Return all of the data exactly, with nothing left out but the pictures.
--- START OF Data excerpts ---
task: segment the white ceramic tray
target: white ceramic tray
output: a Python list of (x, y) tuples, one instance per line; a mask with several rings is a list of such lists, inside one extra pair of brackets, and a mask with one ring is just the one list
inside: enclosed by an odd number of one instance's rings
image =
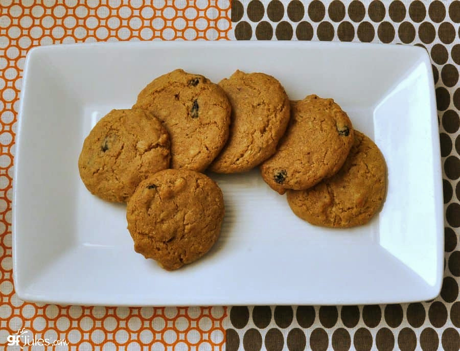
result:
[[(167, 272), (133, 250), (125, 206), (80, 180), (83, 141), (112, 108), (176, 68), (215, 82), (278, 78), (292, 99), (332, 97), (380, 147), (383, 210), (349, 229), (312, 226), (258, 170), (212, 176), (226, 215), (215, 246)], [(422, 300), (442, 282), (443, 216), (431, 64), (417, 47), (313, 42), (45, 46), (27, 57), (14, 181), (14, 278), (27, 301), (105, 305), (355, 304)]]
--- END OF Data excerpts ---
→ Written response
task: segment the white ceramic tray
target: white ceramic tray
output: a Python list of (x, y) tuples, one instance per line; a mask with several rings is a list of such lists, inside one extra pair of brackets, and a mask with one ring is just the one list
inside: enclosed by an odd number of one instance's rings
image =
result:
[[(167, 272), (133, 250), (125, 206), (80, 180), (83, 141), (112, 108), (176, 68), (215, 82), (278, 78), (292, 99), (332, 97), (380, 147), (383, 210), (349, 229), (312, 226), (258, 170), (212, 176), (226, 215), (215, 246)], [(422, 300), (442, 282), (443, 216), (431, 64), (417, 47), (313, 42), (45, 46), (27, 57), (14, 181), (14, 278), (27, 301), (105, 305), (355, 304)]]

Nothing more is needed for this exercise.